Dataset content:
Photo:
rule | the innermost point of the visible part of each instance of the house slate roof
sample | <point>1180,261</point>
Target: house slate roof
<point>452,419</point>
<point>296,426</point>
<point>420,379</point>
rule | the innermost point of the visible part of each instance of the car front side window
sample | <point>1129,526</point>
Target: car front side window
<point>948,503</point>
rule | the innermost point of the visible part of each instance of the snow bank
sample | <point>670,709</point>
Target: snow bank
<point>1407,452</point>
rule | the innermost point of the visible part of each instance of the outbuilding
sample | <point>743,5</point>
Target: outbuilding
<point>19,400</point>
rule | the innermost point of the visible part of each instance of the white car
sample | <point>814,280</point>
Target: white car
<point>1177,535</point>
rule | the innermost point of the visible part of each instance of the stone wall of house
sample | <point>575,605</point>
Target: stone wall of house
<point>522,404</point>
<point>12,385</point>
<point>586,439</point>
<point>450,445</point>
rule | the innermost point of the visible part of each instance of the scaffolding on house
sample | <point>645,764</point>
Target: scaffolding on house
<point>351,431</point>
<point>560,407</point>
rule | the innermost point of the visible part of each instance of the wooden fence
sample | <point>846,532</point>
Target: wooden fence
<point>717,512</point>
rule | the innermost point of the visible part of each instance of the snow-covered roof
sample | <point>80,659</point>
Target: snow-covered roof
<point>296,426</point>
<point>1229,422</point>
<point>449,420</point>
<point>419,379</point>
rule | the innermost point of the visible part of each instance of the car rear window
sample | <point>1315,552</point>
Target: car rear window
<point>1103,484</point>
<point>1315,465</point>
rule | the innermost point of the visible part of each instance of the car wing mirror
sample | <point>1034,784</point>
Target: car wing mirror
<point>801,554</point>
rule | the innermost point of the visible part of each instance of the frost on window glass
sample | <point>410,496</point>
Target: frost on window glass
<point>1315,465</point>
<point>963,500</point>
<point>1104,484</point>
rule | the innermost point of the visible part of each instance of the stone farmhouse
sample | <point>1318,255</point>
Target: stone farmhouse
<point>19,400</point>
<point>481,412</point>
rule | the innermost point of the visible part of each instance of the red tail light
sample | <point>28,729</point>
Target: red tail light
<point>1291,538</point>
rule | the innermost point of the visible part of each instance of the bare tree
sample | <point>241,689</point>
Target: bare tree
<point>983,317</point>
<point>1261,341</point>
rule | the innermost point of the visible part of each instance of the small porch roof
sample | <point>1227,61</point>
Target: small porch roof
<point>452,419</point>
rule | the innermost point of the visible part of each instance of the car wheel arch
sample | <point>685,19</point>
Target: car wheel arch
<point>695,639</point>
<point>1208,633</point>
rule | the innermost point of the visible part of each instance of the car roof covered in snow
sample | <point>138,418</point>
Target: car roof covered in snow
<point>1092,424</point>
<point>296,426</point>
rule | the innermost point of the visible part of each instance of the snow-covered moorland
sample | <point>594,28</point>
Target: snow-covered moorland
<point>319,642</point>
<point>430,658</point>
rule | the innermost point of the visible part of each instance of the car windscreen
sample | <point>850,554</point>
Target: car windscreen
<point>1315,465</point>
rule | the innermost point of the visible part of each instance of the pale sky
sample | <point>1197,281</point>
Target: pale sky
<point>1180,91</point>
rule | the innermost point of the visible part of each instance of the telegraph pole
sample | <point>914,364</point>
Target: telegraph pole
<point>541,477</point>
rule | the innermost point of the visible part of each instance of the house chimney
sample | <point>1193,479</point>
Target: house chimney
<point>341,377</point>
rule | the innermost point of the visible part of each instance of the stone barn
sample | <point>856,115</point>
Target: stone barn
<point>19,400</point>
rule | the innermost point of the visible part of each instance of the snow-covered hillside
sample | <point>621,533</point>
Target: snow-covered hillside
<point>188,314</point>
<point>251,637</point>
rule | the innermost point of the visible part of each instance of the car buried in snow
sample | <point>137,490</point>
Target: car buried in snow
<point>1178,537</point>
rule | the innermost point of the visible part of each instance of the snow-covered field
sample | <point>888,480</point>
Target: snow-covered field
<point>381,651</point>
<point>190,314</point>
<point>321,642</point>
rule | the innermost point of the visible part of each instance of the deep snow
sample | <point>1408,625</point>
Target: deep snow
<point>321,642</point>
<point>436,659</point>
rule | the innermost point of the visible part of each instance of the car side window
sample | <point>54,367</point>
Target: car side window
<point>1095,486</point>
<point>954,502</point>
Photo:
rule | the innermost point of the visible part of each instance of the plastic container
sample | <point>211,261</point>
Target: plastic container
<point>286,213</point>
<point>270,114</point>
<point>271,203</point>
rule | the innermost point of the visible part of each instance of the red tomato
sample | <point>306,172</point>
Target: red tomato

Task to complete: Your answer should be the lines of the listing above between the line holding "the snow-covered roof" and the line holding "sample | <point>410,496</point>", inclusive, restated word for word and alone.

Exercise response:
rule | the innermost point of the visible part of each instance of the snow-covered roof
sample | <point>80,659</point>
Target: snow-covered roof
<point>296,426</point>
<point>1229,422</point>
<point>449,420</point>
<point>419,379</point>
rule | the innermost point of the visible part of each instance of the car rear window
sample | <point>1315,552</point>
Target: car rear window
<point>1103,484</point>
<point>1315,465</point>
rule | the innermost point of the visible part of each instance of the car wing mirror
sample | <point>1034,784</point>
Target: car wing mirror
<point>801,554</point>
rule | the innermost point of the visible part of each instance of the frost on window glass
sample | <point>410,496</point>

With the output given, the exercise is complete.